Source excerpt:
The **kvsd** is intended for embedded or industrial use cases where the hardware is limited but not too restricted.
It can also be used in more powerful systems allowing more stored data.

## Security

This chapter describes the security goals of this project and how they are achieved.

**Goals:**

1. Data stored in the **kvsd** might be confidential, e.g. key material used by other processes or sensitive personal data.
2. Data stored in the **kvsd** must not be manipulated, e.g. configuration values of other services.

### Protecting data at rest

The data used by the **kvsd** is protected against manipulation and unallowed access.
For this purpose the data is encrypted using AES-256-GCM.
To not rely on a password that is supplied via commandline or stored in a hard-coded file,
password derivation is used.
For this purpose the **kvsd** integrates [*siemens/libuta*](https://github.com/siemens/libuta).
It uses it to derive hardware bound passwords from the stored derivation values.
This way the password used on each device running the **kvsd** are different, although the same derivation value might be used.

#### Protection in scope:

This mechanism should prevent **offline attacks**.

**Confidentiality:** The confidentiality is ensured because the encryption keys can only be derived on the hardware, otherwise brute-force is required.

**Integrity:** The integrity is ensured by using Authenticated Encryption, while the key required to generate a valid authentication tag can, analogous to the confidentiality, only be derived on the hardware.

#### Out of scope:

It does not protect against an attacker who can successfully boot the operating system or get access to the hardware trust anchor used by **siemens/libuta**.

### Protecting data in transit

When the **kvsd** is deployed in a different location than the client is run, data in transit should be protected.
Additionally the authenticity of the **kvsd** has to be ensured.
For this purpose the **kvsd** can be supplied with credentials (private key & certificate) for TLS.

Additionally mutual authentication for TLS can be enabled to ensure only valid clients establish connections to the **kvsd**.

#### Protection in scope:

**Integrity:** During transit the requested data might not be manipulated.
E.g a manipulation of the values might lead to misbehaviour of a serivce retrieving its configuration this way.

**Confidentiality:** During transit the data has to be protected again unallowed access.

Entries on locating named things:
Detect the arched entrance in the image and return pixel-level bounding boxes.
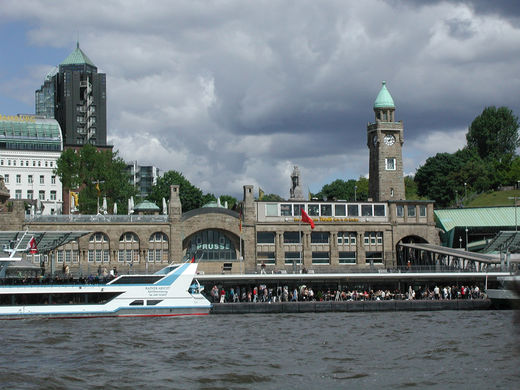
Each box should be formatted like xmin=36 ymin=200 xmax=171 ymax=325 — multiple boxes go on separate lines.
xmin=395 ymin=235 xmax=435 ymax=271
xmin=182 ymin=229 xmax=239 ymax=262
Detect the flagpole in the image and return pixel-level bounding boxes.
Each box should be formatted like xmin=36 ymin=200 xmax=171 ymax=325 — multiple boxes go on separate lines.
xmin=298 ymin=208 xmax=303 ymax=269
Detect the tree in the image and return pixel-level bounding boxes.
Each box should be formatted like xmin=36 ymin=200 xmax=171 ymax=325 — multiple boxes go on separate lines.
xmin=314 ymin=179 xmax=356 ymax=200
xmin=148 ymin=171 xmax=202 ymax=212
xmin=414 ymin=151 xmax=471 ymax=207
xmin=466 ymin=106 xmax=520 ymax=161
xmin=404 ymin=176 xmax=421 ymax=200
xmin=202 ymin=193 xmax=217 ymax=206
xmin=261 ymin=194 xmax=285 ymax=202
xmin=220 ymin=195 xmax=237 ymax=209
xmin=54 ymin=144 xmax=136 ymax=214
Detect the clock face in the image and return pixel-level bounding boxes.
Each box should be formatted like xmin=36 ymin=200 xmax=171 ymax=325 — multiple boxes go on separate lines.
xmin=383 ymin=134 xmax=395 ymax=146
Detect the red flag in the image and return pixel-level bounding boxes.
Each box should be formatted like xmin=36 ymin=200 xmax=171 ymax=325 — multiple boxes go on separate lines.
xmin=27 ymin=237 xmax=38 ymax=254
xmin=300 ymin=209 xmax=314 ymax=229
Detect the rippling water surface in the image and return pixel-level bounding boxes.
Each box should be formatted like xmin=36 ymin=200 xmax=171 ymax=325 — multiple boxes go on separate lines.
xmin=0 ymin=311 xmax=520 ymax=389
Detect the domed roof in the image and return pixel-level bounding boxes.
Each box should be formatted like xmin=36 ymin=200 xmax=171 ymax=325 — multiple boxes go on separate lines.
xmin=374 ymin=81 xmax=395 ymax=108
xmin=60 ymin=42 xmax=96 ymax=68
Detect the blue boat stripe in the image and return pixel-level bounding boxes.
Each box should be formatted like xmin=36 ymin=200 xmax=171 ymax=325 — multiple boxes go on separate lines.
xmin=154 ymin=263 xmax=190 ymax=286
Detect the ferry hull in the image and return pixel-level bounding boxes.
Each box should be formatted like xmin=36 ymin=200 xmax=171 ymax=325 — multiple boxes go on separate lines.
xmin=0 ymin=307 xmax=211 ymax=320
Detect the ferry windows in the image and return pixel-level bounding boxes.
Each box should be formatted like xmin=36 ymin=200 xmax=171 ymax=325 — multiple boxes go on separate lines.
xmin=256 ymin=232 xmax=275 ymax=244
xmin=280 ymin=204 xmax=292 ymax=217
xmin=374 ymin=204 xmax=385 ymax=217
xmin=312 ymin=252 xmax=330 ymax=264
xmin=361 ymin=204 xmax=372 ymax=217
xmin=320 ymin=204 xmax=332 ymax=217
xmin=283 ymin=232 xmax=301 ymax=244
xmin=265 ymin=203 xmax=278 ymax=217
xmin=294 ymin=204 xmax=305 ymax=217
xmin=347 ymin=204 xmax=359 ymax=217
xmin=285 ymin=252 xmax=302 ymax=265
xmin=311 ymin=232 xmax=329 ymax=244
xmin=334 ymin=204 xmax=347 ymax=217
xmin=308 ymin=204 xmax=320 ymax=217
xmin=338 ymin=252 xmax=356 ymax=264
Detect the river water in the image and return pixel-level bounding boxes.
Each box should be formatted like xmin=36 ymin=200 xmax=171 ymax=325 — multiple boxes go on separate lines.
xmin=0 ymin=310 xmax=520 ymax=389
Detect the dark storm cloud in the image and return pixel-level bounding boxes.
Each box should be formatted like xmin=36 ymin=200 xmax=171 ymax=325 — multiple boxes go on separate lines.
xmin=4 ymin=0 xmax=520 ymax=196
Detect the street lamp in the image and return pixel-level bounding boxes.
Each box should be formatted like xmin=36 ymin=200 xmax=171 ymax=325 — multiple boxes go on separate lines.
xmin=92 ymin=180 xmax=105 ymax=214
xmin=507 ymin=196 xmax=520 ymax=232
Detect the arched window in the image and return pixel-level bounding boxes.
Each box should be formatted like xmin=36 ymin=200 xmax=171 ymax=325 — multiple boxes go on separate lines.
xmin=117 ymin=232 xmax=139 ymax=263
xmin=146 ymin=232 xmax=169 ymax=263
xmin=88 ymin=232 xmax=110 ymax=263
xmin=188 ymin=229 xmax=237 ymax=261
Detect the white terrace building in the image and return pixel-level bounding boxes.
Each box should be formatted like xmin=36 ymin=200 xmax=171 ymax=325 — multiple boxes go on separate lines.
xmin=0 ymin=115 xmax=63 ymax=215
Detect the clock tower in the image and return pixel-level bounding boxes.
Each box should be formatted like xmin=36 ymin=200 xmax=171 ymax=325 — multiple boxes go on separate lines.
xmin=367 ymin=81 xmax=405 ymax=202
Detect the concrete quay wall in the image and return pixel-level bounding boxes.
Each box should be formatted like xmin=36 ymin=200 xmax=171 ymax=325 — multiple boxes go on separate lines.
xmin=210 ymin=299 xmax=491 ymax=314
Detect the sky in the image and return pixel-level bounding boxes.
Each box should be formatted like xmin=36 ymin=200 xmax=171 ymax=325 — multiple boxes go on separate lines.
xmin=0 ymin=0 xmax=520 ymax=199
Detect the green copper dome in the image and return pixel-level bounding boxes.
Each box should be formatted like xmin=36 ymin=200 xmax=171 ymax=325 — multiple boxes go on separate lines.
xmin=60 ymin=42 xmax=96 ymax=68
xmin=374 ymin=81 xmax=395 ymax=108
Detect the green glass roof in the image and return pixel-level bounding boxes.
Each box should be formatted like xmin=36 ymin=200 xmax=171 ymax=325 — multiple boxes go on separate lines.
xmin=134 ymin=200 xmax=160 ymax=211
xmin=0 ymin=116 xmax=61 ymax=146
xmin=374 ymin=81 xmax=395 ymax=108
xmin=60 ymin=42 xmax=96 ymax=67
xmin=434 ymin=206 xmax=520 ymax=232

What to do: In the kvsd excerpt, what encryption protects the stored data against manipulation and unallowed access? The entries on locating named things are separate material, unrelated to the kvsd excerpt.

Correct response: AES-256-GCM.